* AIM OF THE TASK: Output, with no changes, the span of lines that opens with the line containing "Target: blue container" and closes with the last line.

┌─ EXCERPTED DATA

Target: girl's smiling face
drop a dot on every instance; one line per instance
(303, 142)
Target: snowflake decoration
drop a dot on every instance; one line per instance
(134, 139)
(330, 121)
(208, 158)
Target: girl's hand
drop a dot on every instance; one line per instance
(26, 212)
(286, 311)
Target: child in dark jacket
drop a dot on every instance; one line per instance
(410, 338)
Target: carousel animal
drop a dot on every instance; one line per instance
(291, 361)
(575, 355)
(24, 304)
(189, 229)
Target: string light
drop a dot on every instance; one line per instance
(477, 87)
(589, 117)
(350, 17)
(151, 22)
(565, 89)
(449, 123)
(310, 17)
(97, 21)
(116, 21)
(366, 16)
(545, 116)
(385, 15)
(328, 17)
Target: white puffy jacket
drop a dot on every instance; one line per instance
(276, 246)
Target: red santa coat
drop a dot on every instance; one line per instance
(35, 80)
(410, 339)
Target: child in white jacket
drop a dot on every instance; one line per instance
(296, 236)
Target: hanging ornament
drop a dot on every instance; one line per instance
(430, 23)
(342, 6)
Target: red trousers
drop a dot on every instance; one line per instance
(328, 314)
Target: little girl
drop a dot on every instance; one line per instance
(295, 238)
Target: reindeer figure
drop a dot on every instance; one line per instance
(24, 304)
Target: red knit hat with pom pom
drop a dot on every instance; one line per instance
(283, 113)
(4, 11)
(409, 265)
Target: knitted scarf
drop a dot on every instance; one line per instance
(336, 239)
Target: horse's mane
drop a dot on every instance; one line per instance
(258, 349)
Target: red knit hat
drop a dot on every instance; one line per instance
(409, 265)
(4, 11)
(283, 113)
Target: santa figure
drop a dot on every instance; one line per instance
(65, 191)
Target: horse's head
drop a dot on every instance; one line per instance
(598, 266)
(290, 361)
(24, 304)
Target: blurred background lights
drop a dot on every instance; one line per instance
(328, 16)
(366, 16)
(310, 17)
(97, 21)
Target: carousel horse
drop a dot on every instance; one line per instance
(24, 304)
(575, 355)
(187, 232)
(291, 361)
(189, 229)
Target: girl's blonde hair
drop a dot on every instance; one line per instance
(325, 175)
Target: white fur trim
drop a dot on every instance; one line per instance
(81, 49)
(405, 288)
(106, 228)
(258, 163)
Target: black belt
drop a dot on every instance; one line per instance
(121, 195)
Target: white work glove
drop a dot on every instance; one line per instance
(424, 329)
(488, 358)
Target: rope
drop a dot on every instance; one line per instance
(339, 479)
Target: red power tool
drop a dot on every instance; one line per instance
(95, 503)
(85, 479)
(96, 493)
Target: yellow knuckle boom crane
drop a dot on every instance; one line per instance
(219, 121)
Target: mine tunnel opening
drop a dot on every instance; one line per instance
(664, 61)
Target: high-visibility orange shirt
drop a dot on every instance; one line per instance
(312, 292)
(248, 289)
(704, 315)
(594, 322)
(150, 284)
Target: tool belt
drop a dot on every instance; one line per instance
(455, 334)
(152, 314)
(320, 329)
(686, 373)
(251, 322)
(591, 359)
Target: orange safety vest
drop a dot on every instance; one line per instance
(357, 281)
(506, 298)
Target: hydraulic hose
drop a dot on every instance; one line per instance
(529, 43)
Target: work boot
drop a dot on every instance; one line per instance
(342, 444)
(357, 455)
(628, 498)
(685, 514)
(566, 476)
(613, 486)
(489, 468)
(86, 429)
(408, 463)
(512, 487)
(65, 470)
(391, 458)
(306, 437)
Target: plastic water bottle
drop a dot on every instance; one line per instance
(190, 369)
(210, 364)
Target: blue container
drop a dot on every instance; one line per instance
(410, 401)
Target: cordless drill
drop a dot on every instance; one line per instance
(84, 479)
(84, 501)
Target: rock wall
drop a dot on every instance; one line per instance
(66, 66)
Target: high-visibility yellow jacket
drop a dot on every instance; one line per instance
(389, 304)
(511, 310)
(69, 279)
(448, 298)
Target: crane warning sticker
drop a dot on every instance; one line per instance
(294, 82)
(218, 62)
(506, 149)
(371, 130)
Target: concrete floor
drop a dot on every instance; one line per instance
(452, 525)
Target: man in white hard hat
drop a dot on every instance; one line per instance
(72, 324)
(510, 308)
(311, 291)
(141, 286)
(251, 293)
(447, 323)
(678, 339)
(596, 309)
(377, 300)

└─

* ANSWER IN FULL:
Target: blue container
drop a dot on every instance; one line per instance
(410, 401)
Target: cordless drill
drop a dot on every instance; one line per instance
(84, 479)
(84, 501)
Target: rock wall
drop a dot on every instance; one line per instance
(66, 66)
Target: high-visibility yellow jacket
drop a dot on every instance; one line per instance
(389, 304)
(511, 310)
(69, 279)
(448, 298)
Target: crane warning sticker
drop a dot on every instance; one line per instance
(294, 82)
(218, 62)
(506, 149)
(371, 130)
Target: concrete floor
drop a dot on every instance; one line per instance
(452, 525)
Target: man in white hard hat
drop a dot on every instance; one line per instance
(72, 324)
(510, 308)
(311, 291)
(141, 286)
(251, 293)
(447, 323)
(678, 339)
(596, 309)
(377, 300)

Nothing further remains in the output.